- BRANO:
---+---

Tullio De Mauro compie settant'anni

Nello Ajello

A giorni, Tullio De Mauro compirà settant´anni. Una vita divisa fra cultura e politica, anche se in maniera diseguale. L´accento cade, certo, sul primo dei due vocaboli. Non va tuttavia dimenticata l´attenzione che il maggiore linguista italiano riserva alla società. Soprattutto, non è da sottovalutare il legame che egli continua a ribadire fra le parole e la vita. Sono questi i termini di un bilancio, culturale ed esistenziale insieme, che questo compleanno lo induce a tracciare.

Professor De Mauro, cominciamo dalla fine. Dieci mesi fa lei era ministro della Pubblica Istruzione. Quella carica sembrava coronare una lunga passione per la scuola italiana, alla quale ha dedicato numerosi saggi. Quali ricordi le lascia quell´esperienza?
«Non riesco a pentirmi d´aver accettato quell´incarico. Ho potuto vedere dal di dentro come funziona quell´enorme macchina che è il ministero della Pubblica Istruzione, liberandomi fra l´altro da qualche pregiudizio. Molti hanno una pessima opinione della burocrazia e dei burocrati. L´avevo anch´io. Ho dovuto ricredermi. Ho trovato nel ministero funzionari e dirigenti impegnati, lucidi, attivi. Penso che in molti altri ministeri si possano scoprire sacche impreviste di efficienza. Questo significa che la classe politica deve fare i conti con se stessa, senza scaricare colpe su ipotetiche malefatte o scarsa disponibilità della burocrazia».

---+---

- DATI RACCOLTI:
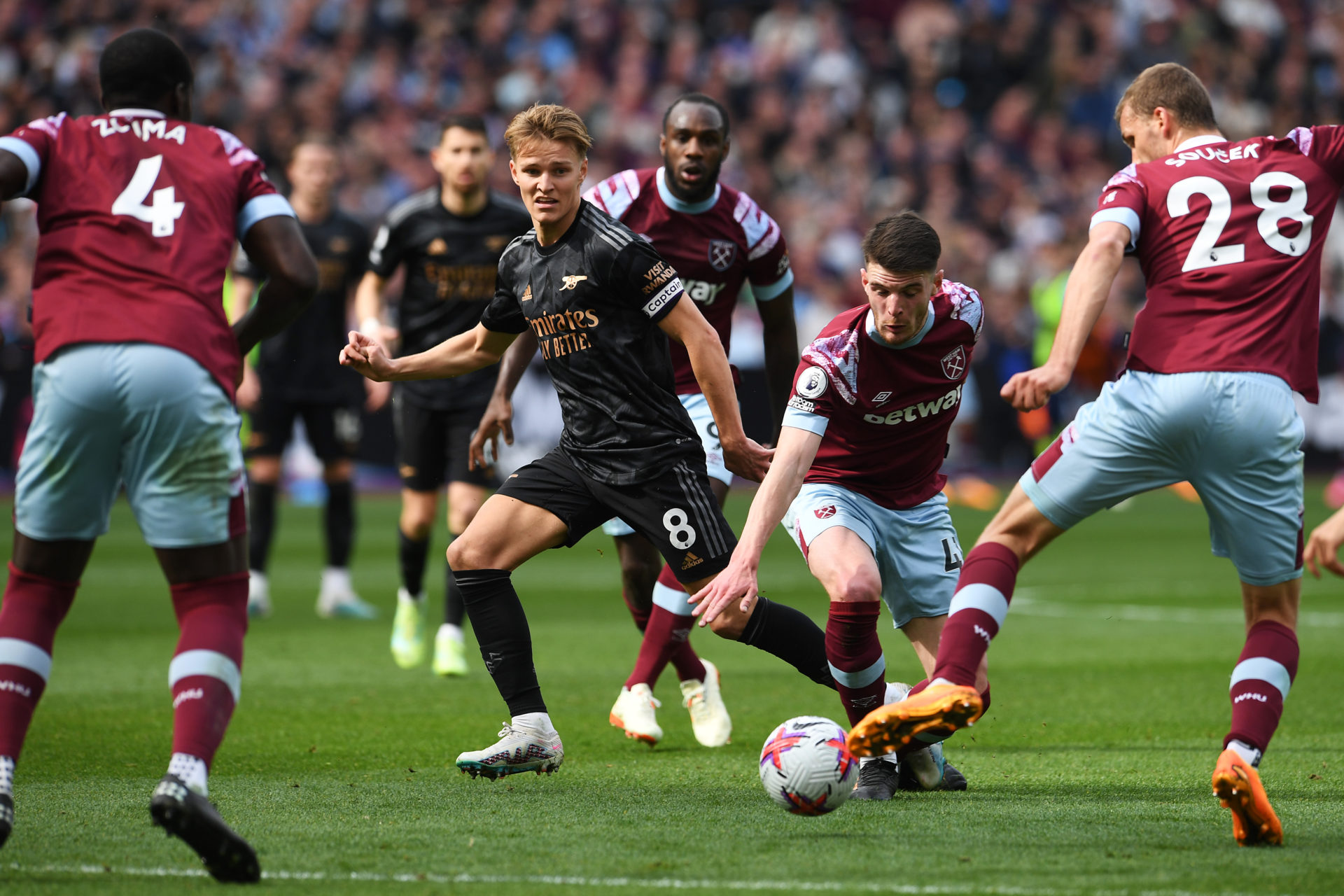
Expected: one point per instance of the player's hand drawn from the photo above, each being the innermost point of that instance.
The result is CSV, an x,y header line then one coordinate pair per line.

---+---

Nell'articolo su Tullio De Mauro, quali aggettivi usa De Mauro per descrivere i funzionari e i dirigenti che ha trovato nel ministero? Elencali tutti. I dati non hanno alcun ruolo in questo lavoro.

Impegnati, lucidi, attivi.